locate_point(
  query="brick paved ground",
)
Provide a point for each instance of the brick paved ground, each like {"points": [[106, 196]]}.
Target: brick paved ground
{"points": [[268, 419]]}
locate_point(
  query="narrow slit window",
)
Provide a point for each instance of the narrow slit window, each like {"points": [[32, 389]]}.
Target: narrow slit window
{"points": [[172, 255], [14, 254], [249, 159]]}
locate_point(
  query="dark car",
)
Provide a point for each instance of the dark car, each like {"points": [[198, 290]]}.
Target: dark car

# # # # # # #

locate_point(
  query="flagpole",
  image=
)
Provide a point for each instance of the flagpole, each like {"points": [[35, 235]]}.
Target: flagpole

# # # # # # #

__THE PROBLEM__
All lines of the data above that include the word "each" must be shown.

__REPLY TO THE EXERCISE__
Provide a point for each instance of the brick paved ground, each like {"points": [[106, 196]]}.
Provide a point for each instance of the narrow slit window, each like {"points": [[32, 389]]}.
Provide a point for each instance of the dark car, each like {"points": [[198, 290]]}.
Provide a point for each instance of the flagpole, each like {"points": [[35, 235]]}.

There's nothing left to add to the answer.